## EXERCISE DIRECTIONS
Reproduce the following material line for line, with no changes.

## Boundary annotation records
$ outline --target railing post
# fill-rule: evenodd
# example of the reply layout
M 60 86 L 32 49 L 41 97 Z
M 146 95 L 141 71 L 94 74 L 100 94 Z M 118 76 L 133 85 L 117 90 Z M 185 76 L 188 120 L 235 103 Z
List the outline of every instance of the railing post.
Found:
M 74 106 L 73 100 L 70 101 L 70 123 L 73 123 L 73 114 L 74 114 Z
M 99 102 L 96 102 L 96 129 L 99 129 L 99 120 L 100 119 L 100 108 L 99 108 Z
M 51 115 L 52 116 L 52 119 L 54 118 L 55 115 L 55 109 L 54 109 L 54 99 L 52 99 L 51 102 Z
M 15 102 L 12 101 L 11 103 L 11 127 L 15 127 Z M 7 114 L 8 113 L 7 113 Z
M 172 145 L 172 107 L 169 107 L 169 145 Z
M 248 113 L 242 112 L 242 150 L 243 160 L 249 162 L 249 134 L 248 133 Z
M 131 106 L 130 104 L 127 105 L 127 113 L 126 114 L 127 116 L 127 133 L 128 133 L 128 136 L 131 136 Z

## SOLUTION FOR THIS EXERCISE
$ outline --target railing post
# fill-rule: evenodd
# example of the reply layout
M 60 86 L 32 49 L 41 97 Z
M 146 95 L 141 71 L 94 74 L 100 94 Z M 118 76 L 133 85 L 117 90 Z M 185 76 L 188 120 L 235 103 Z
List the outline of every instance of the railing post.
Found:
M 74 106 L 73 100 L 70 101 L 70 123 L 73 123 L 73 114 L 74 114 Z
M 99 102 L 96 102 L 96 129 L 99 129 L 99 120 L 100 119 L 100 108 L 99 108 Z
M 51 115 L 52 116 L 52 119 L 54 118 L 55 115 L 55 109 L 54 109 L 54 99 L 52 99 L 51 102 Z
M 15 102 L 12 101 L 11 103 L 11 127 L 15 127 Z M 7 114 L 8 113 L 7 113 Z
M 172 145 L 172 107 L 169 107 L 169 145 Z
M 248 113 L 242 112 L 242 150 L 243 160 L 249 162 L 249 134 L 248 133 Z
M 131 106 L 130 104 L 127 105 L 127 113 L 126 114 L 127 116 L 127 133 L 128 133 L 128 136 L 131 136 Z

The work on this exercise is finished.